§ ПРЕДОСТАВЛЕННЫЙ ОТРЫВОК:
----
Шрифт:
В ту же минуту он послал Сеъадет-Герая. Тот в полночь явился к падишаху и изложил слова хана. Как только стало известно положение дел, на р. Узу были приготовлены лодки, и тотчас же живой рукой со всей свитой и челядью до света переправились на ту сторону реки Узу [995] . А Мухаммед-Герай приходит с тридцатью тысячами татар к тому месту, где находился лагерь, и видит, что там уж никого нет, пусто. Подивились и разошлись восвояси. А падишах, поблагодарив Господа за это, спасся. "На этом пункте, — говорит в заключение Мухаммед-Риза, — история Нишанджи достигла окончания: дальше будем писать от себя уже» [996] . Но дальше он говорит уже о других делах, не имевших никакого отношения к описанному факту. Автор же «Краткой Истории» прибавляет еще следующее: «Впоследствии времени султан Селим, ставши падишахом, сразился с братом своим султаном Ахметом, который, будучи побежден, бежал, и вышеупомянутый Сеъадет-Герай-султан был отряжен, вместе с Герсек-задэ-Ахмед-пашой, преследовать его; он же сослужил службу, умертвив султана Ахмеда. В мирное и военное время всегда находился в его сообществе; а потом, когда падишахом стал султан Сулейман, он (Сеъадет-Герай) проживал в качестве заложника; впоследствии сделался и ханом» [997] .
995
В Кр. Ист. прибавлено, что это случилось в 910 = 1501—1505 году, хотя и неверно. У Сейид-Мухаммед-Ризы вовсе не обозначено времени, когда превзошло описываемое событие.
996
Семь планет, 82—83.
997
Кр. Ист. л. 30 v. —21т.
----
§ Сохранённые записи:
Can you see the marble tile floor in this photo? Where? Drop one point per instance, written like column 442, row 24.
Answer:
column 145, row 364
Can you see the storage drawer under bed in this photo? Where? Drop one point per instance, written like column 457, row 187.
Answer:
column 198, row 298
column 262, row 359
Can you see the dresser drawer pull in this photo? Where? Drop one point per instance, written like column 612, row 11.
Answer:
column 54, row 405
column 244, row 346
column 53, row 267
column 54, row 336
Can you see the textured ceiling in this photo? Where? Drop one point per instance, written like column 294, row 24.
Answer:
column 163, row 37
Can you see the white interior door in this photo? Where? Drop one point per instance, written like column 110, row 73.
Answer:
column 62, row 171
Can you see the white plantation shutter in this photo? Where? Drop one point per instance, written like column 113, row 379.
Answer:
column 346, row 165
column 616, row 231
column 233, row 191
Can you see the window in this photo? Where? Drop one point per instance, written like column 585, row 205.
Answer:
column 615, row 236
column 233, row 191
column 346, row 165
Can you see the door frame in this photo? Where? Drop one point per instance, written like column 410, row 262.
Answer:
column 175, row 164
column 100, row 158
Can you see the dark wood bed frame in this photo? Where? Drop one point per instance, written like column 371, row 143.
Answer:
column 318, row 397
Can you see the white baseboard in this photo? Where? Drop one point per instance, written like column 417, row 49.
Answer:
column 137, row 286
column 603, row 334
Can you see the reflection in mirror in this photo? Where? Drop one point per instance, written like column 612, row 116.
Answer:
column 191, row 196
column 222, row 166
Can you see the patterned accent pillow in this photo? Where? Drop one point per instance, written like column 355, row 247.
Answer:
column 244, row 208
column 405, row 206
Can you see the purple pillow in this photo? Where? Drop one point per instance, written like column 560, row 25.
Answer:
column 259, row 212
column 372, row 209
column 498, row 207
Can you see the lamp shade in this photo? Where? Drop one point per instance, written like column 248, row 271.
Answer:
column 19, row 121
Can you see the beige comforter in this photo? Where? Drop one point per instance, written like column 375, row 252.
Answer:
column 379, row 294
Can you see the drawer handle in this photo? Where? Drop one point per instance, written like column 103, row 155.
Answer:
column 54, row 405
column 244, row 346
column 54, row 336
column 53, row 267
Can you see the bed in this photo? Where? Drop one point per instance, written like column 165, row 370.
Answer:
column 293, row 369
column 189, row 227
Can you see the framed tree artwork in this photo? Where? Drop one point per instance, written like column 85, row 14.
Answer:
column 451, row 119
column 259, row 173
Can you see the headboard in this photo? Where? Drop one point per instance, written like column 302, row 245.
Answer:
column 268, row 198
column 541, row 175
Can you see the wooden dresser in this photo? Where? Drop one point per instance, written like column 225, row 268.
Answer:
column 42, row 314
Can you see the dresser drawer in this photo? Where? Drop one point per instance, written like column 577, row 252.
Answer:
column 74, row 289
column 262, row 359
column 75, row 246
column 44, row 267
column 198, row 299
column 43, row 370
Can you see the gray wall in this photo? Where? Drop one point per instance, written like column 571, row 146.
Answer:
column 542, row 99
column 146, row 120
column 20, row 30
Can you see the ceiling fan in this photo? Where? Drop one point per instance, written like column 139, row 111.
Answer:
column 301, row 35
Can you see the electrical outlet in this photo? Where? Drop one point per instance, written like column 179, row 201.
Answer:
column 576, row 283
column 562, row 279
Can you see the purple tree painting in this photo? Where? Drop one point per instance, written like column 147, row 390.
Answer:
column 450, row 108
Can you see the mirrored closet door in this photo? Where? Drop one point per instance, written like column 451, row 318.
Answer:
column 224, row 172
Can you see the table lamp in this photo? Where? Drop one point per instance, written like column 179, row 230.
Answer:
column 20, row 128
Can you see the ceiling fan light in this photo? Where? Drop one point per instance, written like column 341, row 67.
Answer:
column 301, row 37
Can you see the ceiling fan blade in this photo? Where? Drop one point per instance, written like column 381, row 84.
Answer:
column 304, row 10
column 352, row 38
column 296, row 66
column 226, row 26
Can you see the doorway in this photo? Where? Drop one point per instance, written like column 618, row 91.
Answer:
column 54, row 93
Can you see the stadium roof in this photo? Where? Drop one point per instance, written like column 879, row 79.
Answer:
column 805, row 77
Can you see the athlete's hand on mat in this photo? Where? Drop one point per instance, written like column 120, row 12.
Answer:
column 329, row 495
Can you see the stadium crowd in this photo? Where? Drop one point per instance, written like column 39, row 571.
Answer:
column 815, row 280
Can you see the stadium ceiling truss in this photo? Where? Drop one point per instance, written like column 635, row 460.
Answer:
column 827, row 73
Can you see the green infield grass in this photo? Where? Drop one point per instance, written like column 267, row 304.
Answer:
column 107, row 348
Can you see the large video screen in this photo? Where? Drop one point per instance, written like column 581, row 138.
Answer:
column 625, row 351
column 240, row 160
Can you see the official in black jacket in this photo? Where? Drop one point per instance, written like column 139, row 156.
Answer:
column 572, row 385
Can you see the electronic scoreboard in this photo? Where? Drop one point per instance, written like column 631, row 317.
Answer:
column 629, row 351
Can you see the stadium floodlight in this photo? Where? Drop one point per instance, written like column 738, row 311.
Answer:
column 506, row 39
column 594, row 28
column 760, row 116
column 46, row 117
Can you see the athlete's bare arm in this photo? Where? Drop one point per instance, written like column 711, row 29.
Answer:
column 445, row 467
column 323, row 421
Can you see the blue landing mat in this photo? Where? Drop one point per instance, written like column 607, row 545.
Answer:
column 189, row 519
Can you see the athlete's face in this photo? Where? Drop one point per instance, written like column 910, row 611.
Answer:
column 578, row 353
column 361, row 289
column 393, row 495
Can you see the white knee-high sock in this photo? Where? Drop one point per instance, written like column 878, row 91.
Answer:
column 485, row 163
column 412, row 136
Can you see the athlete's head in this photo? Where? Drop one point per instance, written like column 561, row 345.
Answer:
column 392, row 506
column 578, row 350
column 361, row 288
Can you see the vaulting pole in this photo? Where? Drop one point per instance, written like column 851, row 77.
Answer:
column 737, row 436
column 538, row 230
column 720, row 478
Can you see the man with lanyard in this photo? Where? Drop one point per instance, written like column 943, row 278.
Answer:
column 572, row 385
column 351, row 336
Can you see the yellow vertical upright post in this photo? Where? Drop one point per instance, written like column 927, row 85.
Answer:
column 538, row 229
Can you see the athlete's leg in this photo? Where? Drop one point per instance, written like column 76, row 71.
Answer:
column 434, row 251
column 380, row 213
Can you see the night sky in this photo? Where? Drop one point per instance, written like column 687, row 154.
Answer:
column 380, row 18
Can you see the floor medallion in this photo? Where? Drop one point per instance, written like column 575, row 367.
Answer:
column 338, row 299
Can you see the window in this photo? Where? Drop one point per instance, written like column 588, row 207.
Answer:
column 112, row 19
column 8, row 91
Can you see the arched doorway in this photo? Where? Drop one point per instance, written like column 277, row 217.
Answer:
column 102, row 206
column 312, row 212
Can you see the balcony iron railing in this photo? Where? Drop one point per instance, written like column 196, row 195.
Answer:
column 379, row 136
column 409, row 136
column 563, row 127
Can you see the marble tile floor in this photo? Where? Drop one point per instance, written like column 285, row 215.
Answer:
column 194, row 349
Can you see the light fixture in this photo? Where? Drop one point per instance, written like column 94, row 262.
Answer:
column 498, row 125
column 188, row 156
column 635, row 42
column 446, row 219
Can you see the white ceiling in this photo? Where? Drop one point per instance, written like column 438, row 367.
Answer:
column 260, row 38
----
§ ОБЯЗАТЕЛЬНЫЕ ЗАДАНИЯ:
1. Сколько татар было с Мухаммед-Гераем, когда он пришёл к месту лагеря, судя по отрывку о Сеъадет-Герае?
2. Допишите продолжение отрывка о Сеъадет-Герае, начиная с места, где он обрывается.
Записи здесь не понадобятся.

§ ОТВЕТЫ ПО ЗАДАНИЯМ:
1. Тридцать тысяч.

2.
Ясно, что первая редакция, идущая от лица самого Мухаммед-Ризы, имеет целью обелить Менглы-Герая, что будто бы он понимал всю неприличность своих действий по отношению к султану Баязиду, простершему свою внимательность к хану до самоличного его посещения в его собственной резиденции. А в существе дела Менглы-Герай и не был преисполнен особенных чувств признательности, а поступал как расчетливый и сообразительный политик. Как, может быть, в душе он ни был расположен к царствовавшему султану Баязиду, но безнаказанное самовольство сына его Селима, бросившего свой трапезундский пост и поселившегося в кафском виляйете, бывшем под управлением его сына Сулеймана, внушило хану убеждение, что рано или поздно этот энергический человек добьется своего — сделается султаном, устранив своих соперников братьев, несмотря на симпатии отца к среднему из них Ахмеду. Перспектива нажить в будущем султане врага себе слишком была очевидна для Менглы-Герая, чтобы он позволил своему взбалмошному сыну Мухаммед-Гераю затеять рискованное дело захвата и выдачи Селима.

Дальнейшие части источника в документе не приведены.